In the postlude, a suggestion floated in “System” returns with a vengeance. Laxton first sifts through the postwar play theories of Johan Huizinga, Émile Benveniste, Roger Caillois, and André Breton, and she touches on the Surrealist Spielraum roots of the Situationist International, Fluxus, and Happenings. This is a valuable historiography, and her tracing of the movement’s afterlives is sensitive, if overbrief. Yet we must revisit the exquisite corpse. In the early 1930s, participants began to execute these drawings in colored pencil on black paper that, crucially, was no longer folded. These changes gave the final compositions a significantly more unified and aestheticized look. Laxton writes that “to actually call them exquisite corpse images amounts to a betrayal of surrealism itself” (177), one among many betrayals that decade, when Surrealism as process—which ran technological procedures through the twisting irrationality of the Surrealist machine—gave way to Surrealism as product. She describes “a crisis within the surrealist movement itself, as it sold out the critical promise of surrealist play to the institutions of art and the agency of the master artist” (250).

■ **Job 1**:
Update the entries so that every "short dark hair" reads "curly red hair", leaving the rest of each entry unchanged.
The entries that follow are unrelated to the passage on Surrealism.

■ **Information shown**:
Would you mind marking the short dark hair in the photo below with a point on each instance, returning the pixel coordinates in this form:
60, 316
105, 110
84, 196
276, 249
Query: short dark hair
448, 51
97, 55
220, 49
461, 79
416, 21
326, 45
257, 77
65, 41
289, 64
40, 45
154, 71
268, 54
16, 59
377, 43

■ **Job 2**:
Which people whose postwar play theories Laxton sifts through are named in the passage on Surrealism?

■ **Exercise answer 1**:
Would you mind marking the curly red hair in the photo below with a point on each instance, returning the pixel coordinates in this form:
60, 316
105, 110
84, 196
276, 249
Query: curly red hair
448, 51
97, 55
220, 49
461, 79
416, 21
326, 45
257, 77
65, 41
289, 64
40, 45
154, 71
268, 54
16, 59
377, 43

■ **Exercise answer 2**:
Johan Huizinga, Émile Benveniste, Roger Caillois, André Breton